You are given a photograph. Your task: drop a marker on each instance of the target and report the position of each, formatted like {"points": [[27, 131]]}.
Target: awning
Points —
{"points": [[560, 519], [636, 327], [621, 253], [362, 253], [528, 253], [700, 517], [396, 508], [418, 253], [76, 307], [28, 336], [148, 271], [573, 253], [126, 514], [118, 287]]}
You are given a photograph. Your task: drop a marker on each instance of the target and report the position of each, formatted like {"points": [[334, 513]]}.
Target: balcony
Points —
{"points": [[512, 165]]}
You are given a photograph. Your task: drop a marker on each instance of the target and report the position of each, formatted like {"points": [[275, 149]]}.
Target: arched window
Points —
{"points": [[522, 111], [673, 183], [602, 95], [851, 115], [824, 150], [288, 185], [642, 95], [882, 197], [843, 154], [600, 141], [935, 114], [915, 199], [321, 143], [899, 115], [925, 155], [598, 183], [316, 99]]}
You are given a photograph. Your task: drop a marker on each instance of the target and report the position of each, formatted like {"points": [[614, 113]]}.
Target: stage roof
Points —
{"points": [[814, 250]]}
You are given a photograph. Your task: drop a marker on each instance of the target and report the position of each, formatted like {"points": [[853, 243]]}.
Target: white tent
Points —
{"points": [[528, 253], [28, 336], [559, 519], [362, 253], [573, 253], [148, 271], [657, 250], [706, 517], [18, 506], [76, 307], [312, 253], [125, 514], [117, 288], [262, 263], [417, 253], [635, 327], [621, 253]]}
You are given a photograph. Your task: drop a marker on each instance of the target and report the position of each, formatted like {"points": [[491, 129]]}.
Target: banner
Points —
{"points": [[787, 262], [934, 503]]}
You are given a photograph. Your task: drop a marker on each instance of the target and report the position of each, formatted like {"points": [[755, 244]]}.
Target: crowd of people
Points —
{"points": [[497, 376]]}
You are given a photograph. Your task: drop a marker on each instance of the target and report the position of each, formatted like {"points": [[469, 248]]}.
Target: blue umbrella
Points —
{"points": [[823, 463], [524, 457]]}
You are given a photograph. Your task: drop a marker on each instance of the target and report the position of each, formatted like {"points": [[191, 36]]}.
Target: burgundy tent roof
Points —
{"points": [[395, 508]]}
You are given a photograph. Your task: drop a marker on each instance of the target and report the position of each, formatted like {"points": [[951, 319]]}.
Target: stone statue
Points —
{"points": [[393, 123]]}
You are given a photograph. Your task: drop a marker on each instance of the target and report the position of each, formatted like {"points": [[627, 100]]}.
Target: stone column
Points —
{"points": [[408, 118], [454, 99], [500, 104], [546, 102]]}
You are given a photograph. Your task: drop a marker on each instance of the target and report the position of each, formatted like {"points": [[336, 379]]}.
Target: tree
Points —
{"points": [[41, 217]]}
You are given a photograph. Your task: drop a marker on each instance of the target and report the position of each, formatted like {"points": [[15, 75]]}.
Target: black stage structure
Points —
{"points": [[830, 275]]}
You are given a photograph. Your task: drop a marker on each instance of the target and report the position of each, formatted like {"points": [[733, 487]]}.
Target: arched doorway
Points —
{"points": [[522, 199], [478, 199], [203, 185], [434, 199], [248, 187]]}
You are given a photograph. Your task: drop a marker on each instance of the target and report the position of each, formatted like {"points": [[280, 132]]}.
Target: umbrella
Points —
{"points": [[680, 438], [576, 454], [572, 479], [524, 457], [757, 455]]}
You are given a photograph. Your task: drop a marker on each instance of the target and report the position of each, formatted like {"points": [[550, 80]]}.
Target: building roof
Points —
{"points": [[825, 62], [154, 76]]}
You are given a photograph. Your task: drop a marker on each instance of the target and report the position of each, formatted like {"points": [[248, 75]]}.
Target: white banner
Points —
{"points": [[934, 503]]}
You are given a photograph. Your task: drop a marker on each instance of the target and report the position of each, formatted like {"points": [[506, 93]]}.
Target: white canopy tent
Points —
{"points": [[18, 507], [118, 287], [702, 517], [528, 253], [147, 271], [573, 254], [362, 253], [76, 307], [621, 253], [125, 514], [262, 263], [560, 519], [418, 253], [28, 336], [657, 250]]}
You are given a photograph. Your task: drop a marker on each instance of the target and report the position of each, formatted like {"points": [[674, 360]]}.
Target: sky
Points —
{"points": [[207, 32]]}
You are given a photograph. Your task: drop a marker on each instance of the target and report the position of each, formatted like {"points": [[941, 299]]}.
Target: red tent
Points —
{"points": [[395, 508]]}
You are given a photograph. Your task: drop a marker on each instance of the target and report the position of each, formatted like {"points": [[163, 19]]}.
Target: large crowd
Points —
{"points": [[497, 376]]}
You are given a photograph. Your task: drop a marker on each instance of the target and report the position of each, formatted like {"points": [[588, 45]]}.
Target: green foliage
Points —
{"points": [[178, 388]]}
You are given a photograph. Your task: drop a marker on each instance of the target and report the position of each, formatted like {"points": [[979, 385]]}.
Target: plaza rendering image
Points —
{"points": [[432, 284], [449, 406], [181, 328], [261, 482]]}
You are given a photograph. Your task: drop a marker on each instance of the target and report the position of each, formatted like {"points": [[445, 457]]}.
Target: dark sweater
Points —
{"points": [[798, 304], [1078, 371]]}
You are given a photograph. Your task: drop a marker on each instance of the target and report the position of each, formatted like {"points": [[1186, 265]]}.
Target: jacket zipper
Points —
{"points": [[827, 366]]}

┄┄┄┄┄┄┄┄┄┄

TASK DETAILS :: Could you reproduce all of the material above, exactly as it reads?

SOLUTION ::
You are given a photograph. Your task: drop a marker on each instance of the target and report the position of each, formatted like {"points": [[27, 131]]}.
Target: awning
Points —
{"points": [[560, 519], [636, 327], [621, 253], [362, 253], [528, 253], [700, 517], [396, 508], [418, 253], [76, 307], [28, 336], [148, 271], [573, 253], [126, 514], [118, 287]]}
You are given a photograph. Your task: drop a marker on each instance of the target and report the position of each, formatted like {"points": [[334, 513]]}.
Target: balcony
Points —
{"points": [[512, 165]]}
You are given a photograph. Your task: drop a marker on each instance of the target and report the position of each, formatted like {"points": [[275, 149]]}.
Target: arched window
Points —
{"points": [[522, 111], [673, 183], [602, 95], [851, 115], [824, 150], [288, 185], [642, 95], [882, 197], [843, 154], [600, 141], [935, 114], [915, 199], [321, 143], [899, 115], [925, 155], [598, 183], [316, 99]]}
You are given a photograph. Your task: drop a marker on each instance of the target and report the position of each, formatted like {"points": [[614, 113]]}.
Target: stage roof
Points —
{"points": [[814, 250]]}
You are given a photograph. Your task: drop a marker on each instance of the target and report the position of each, formatted like {"points": [[853, 243]]}.
Target: white tent
Points —
{"points": [[528, 253], [28, 336], [559, 519], [362, 253], [573, 253], [148, 271], [657, 250], [706, 517], [18, 506], [76, 307], [312, 253], [125, 514], [117, 288], [262, 263], [417, 253], [635, 327], [621, 253]]}
You are given a photograph. Your task: drop a marker on each instance of the target and report the position of each, formatted like {"points": [[491, 129]]}.
Target: banner
Points —
{"points": [[787, 262], [934, 503]]}
You are given a photograph. Your task: drop a marker on each instance of the target and report the position of each, formatted like {"points": [[755, 244]]}.
Target: crowd of people
Points —
{"points": [[497, 376]]}
You are given a photograph. Your task: drop a marker on each instance of the target and report the position of each, formatted like {"points": [[469, 248]]}.
Target: blue umbrella
Points —
{"points": [[823, 463], [524, 457]]}
You are given a photograph. Your task: drop a marker on each instance of the target and report the position of each, formatted like {"points": [[191, 36]]}.
Target: burgundy tent roof
Points —
{"points": [[395, 508]]}
You are given a photograph. Your task: drop a marker on each instance of the target and report the position of each, formatted like {"points": [[951, 319]]}.
Target: stone statue
Points —
{"points": [[393, 123]]}
You are given a photograph. Your task: drop a marker on each instance of the target and report the position of each, formatted like {"points": [[627, 100]]}.
Target: stone column
Points —
{"points": [[408, 118], [454, 99], [500, 104], [546, 102]]}
You are given a photograph. Your task: drop a marker on each instance of the target and report the position of each, formatted like {"points": [[336, 379]]}.
Target: tree
Points —
{"points": [[41, 217]]}
You are given a photograph. Your task: drop a marker on each instance of the target and report the position of each, formatted like {"points": [[15, 75]]}.
Target: black stage structure
Points —
{"points": [[830, 275]]}
You are given a photograph. Your task: drop a marker on each instance of the target and report the position of each, formatted like {"points": [[733, 487]]}.
Target: arched doorway
Points —
{"points": [[522, 199], [478, 199], [203, 185], [434, 199], [248, 187]]}
You are given a photograph. Your task: drop a marker on each instance of the target and report the position of each, formatted like {"points": [[280, 132]]}.
Target: umbrella
Points —
{"points": [[680, 438], [576, 454], [572, 479], [524, 457], [757, 455]]}
You are given a photograph. Your task: drop a marker on each instance of the target and report the position of each, formatted like {"points": [[550, 80]]}.
Target: building roof
Points —
{"points": [[825, 62], [154, 76]]}
You are given a photograph. Your task: drop a marker on each instance of the target and report the position of each, formatted like {"points": [[248, 75]]}.
Target: white banner
Points —
{"points": [[934, 503]]}
You are given a photograph. Your task: drop a marker on each instance of the target and report the position of each, formatted like {"points": [[506, 93]]}.
Target: white canopy tent
Points —
{"points": [[18, 507], [118, 287], [702, 517], [528, 253], [147, 271], [573, 254], [362, 253], [76, 307], [621, 253], [125, 514], [262, 263], [560, 519], [418, 253], [28, 336], [657, 250]]}
You are given a photograph. Your task: drop a marker on each instance of the target and report the position of each, formatted like {"points": [[674, 360]]}.
Target: sky
Points —
{"points": [[207, 32]]}
You are given a photograph. Your task: drop a marker on each instance of the target and report the position of each, formatted like {"points": [[941, 299]]}.
Target: red tent
Points —
{"points": [[395, 508]]}
You are given a photograph. Your task: drop a marker on each instance of the target and report the position of each, formatted like {"points": [[163, 19]]}.
Target: large crowd
Points —
{"points": [[497, 376]]}
You are given a photograph. Your task: drop a marker on each instance of the target and report the position of each, formatted like {"points": [[588, 45]]}.
Target: green foliage
Points —
{"points": [[178, 388]]}
You are given a photograph. Your task: drop a marker on each instance of the target and report the position of each, formatted like {"points": [[979, 385]]}.
Target: plaza rendering image
Points —
{"points": [[432, 284], [449, 406], [181, 328], [261, 482]]}
You are given a photograph. Your task: drop a marker on each instance of the target and report the position of each, formatted like {"points": [[445, 457]]}.
Target: dark sweater
Points —
{"points": [[798, 304], [1078, 371]]}
You are given a photograph. Your task: drop a marker on each instance of the target and report the position of each, formatted like {"points": [[1186, 265]]}.
Target: jacket zipper
Points —
{"points": [[827, 366]]}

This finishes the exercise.